[Records shown]:
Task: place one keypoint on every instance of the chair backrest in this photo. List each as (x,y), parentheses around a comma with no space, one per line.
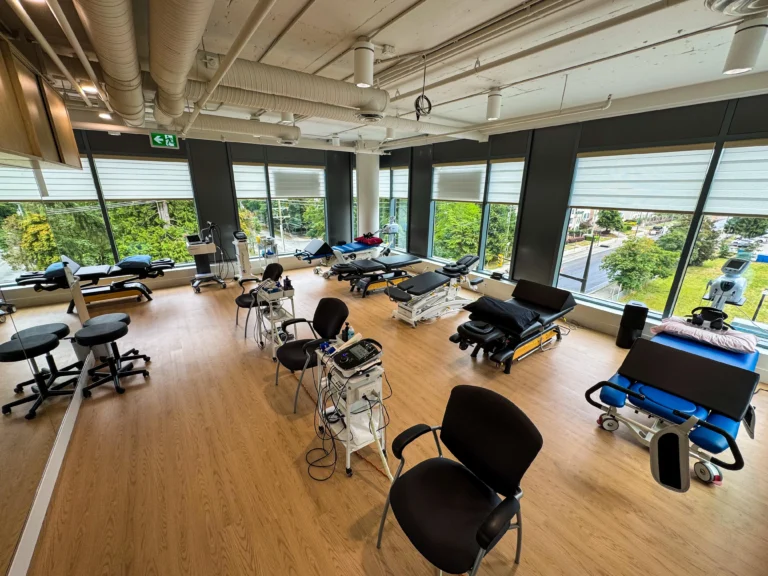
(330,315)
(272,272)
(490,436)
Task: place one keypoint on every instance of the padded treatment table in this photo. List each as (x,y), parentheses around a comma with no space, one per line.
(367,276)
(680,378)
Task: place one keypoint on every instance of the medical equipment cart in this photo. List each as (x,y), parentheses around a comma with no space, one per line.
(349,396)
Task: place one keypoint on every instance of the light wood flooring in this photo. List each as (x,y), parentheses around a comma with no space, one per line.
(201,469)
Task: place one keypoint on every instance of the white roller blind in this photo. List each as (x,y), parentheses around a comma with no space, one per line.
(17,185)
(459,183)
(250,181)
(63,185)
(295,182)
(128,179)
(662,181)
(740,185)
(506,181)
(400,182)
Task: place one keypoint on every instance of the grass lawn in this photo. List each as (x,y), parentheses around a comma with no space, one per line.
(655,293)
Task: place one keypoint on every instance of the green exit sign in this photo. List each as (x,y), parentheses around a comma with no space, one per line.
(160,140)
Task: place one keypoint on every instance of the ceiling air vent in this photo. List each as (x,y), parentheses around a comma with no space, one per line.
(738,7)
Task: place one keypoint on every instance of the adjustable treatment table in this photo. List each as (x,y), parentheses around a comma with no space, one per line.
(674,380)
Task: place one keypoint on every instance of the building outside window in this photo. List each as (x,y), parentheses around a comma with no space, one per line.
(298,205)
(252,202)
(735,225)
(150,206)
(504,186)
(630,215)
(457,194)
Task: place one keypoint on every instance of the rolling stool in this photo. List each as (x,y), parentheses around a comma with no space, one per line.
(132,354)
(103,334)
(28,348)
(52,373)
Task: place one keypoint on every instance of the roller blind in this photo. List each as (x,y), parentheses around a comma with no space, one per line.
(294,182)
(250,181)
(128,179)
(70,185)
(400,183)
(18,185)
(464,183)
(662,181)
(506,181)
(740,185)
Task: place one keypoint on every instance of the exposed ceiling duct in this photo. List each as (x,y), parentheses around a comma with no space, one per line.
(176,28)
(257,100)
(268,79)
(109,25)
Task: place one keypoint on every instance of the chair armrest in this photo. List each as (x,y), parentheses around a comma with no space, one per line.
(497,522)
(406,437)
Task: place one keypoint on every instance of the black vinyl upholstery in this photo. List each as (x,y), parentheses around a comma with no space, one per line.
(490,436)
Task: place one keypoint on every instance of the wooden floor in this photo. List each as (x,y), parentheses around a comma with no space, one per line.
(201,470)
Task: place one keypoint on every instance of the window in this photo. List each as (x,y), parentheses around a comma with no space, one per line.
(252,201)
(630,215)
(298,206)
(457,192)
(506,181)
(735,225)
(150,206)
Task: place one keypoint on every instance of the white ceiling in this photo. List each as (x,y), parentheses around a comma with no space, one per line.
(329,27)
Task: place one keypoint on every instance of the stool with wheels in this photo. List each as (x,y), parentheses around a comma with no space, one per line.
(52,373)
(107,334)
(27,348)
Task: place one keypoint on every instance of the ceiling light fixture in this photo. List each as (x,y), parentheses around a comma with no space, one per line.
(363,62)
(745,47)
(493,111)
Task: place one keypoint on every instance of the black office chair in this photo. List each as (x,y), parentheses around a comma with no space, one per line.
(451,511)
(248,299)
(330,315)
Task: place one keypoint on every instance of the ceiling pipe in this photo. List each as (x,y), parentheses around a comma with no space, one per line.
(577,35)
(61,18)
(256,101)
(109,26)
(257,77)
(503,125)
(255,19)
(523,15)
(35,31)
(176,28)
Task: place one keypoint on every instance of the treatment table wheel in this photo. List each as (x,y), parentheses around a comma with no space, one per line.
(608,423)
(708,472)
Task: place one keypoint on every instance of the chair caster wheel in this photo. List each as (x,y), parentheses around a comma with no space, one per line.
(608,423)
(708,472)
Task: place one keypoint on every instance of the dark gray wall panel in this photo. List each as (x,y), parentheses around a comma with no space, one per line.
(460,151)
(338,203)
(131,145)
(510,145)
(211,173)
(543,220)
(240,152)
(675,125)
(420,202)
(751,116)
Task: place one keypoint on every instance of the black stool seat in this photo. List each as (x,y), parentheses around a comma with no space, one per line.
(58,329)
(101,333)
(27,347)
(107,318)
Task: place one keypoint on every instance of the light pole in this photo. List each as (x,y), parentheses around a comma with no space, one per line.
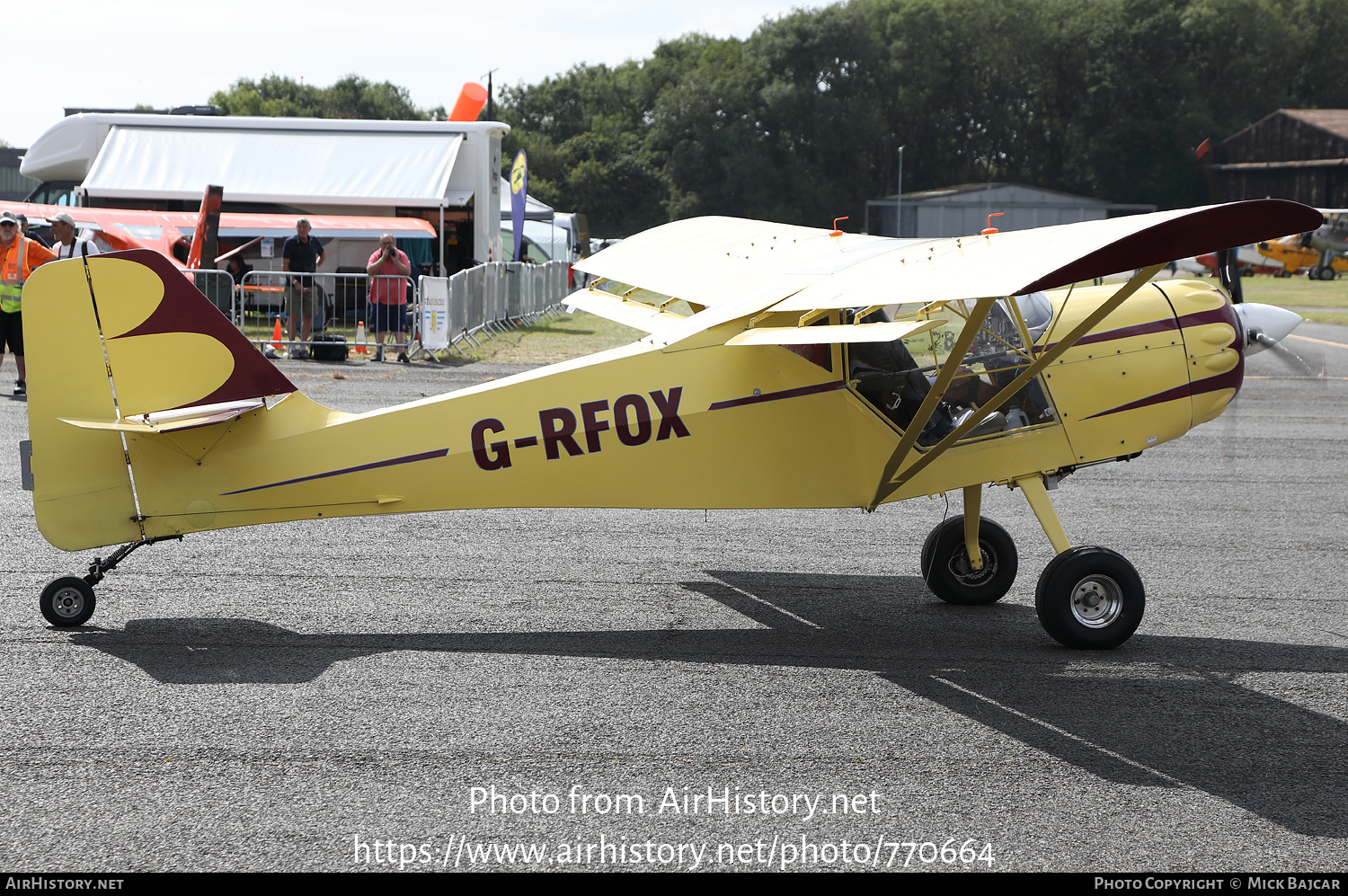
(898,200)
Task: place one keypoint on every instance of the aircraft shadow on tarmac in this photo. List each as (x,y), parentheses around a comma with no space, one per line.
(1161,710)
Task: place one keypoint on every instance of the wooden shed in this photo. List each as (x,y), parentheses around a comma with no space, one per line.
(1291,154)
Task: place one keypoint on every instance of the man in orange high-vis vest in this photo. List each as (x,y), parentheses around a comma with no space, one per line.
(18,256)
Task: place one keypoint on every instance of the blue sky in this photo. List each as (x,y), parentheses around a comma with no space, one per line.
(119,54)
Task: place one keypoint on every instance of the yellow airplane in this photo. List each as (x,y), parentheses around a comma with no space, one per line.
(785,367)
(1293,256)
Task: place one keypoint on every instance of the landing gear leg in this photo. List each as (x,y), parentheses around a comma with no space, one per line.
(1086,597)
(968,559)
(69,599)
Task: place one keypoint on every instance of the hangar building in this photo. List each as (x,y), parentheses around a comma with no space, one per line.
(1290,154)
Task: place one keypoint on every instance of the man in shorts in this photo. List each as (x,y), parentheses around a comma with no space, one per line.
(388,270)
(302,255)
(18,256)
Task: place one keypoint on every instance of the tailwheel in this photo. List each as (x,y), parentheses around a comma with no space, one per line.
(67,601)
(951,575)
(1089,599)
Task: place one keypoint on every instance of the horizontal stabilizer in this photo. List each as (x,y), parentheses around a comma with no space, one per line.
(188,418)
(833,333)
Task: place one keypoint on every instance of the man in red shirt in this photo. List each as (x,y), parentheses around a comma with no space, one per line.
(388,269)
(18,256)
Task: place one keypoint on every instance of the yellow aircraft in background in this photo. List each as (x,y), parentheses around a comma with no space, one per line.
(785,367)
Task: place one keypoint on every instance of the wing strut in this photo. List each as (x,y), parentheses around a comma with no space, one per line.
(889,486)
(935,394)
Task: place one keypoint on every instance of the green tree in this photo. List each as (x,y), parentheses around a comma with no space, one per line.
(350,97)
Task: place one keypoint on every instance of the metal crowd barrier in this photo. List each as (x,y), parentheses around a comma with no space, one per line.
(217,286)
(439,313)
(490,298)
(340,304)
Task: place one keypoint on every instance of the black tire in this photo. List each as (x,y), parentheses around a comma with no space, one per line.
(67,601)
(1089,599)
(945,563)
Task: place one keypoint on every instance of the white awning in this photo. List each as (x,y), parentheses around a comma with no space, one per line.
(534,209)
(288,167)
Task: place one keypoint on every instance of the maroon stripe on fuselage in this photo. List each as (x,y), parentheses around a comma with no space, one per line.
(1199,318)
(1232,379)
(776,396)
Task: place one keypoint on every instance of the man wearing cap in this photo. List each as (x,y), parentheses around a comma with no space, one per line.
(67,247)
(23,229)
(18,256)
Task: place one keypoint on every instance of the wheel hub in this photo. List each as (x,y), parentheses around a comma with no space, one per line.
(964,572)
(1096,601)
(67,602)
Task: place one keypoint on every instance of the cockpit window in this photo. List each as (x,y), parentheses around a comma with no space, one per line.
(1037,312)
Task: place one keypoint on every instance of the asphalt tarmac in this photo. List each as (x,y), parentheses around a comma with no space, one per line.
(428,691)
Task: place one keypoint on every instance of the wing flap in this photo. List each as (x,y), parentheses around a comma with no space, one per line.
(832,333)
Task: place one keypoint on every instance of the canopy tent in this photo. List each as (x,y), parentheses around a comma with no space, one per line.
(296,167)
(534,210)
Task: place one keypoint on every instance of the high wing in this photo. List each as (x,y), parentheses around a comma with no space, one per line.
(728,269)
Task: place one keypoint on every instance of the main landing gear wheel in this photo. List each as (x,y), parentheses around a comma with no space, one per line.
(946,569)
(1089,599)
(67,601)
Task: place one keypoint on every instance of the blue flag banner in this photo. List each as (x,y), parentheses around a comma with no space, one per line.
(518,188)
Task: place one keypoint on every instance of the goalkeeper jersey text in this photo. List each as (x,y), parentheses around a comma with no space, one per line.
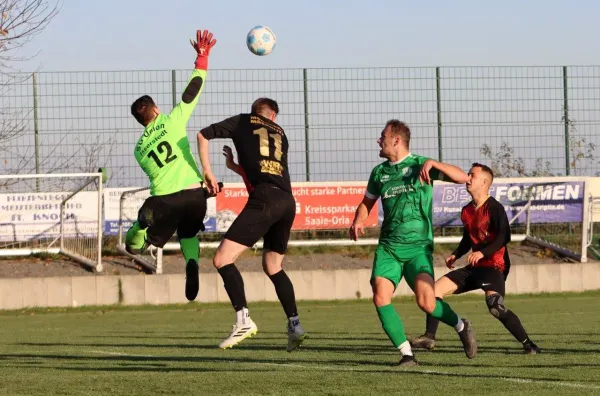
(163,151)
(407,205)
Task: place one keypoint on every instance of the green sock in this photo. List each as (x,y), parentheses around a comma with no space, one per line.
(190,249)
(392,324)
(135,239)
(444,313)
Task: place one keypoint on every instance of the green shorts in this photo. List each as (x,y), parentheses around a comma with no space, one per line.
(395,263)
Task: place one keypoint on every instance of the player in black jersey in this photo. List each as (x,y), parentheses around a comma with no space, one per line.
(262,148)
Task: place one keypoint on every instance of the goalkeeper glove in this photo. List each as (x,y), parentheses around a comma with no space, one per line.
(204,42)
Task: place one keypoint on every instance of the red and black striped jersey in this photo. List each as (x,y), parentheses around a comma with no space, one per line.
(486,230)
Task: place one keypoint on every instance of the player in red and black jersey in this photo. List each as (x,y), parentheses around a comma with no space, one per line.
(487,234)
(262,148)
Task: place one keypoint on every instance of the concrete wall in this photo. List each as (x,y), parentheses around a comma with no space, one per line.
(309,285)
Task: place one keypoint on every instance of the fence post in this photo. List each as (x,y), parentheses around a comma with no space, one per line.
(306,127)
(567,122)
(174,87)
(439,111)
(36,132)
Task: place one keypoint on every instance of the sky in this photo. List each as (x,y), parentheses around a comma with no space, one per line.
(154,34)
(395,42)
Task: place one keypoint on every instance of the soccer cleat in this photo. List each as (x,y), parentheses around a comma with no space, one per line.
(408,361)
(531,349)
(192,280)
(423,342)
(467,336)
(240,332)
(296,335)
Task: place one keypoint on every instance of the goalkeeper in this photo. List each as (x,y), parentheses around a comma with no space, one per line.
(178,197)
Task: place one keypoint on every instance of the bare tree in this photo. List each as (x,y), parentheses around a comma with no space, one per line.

[What you should do]: Beginning with the line that contains "Task: place one keypoint on every instance of the green sock", quote each line exactly through the last line of the entries above, and nothing beyond them.

[Answer]:
Task: place one keypoint on every instance of the green sock in this photo. List each as (x,y), parentheses around a comma with no space, one per line.
(190,249)
(392,324)
(135,239)
(444,313)
Task: place one keypoint on every instance of the green shorts in this photo. List each as (x,y), parentheses around a comma with no space, one per line.
(395,263)
Task: place one keypoint on every instance of the player in black jersey in this photo. List each as (x,y), parentheses around a comma with no space, one per line.
(262,148)
Task: place one keypoint on every instance of the goalkeeper glove in this photo. List each as (x,y), parentheses around a comma with no space, one per line.
(204,42)
Task: place one keypoint on every instance of the red and black striped jersey in this photo. List each as (x,y), parentheses around a comma with no space, one per line.
(486,230)
Task: place one keypoint on every instance of the player in red and black jersey in this photo. List each as (x,y), parentheses around a comma with no space, one per line.
(487,234)
(262,148)
Task: place one keypoint on every instance of the concrete wall in this photo. List each as (x,y), parentheses around a comma with no space, one per line.
(309,285)
Task: place one keypoint on every instance of the fence post in this photo. List each as (x,y), parentheses around a comma with no space, one per line.
(306,127)
(567,122)
(174,87)
(439,111)
(36,132)
Task: place one keypoint on every instance of the sky in this photo. List each as (x,y), parentheses around a comma with no space, one per line.
(154,34)
(395,42)
Task: place one keypoint on every instance of the soccer cleat in this photo. List each as (x,y), parentheses around a comma with no space, one per line.
(408,361)
(531,349)
(192,280)
(423,342)
(467,336)
(240,332)
(296,335)
Task: place one keypoint on every instance of the goalkeeper in this photo. List each as (x,y), parentheses around a comma with no space, one per line.
(178,197)
Task: place one keypoint on every instance of the bare tree in this photo. List each as (x,y), parentheses around a comma with no space, one per line.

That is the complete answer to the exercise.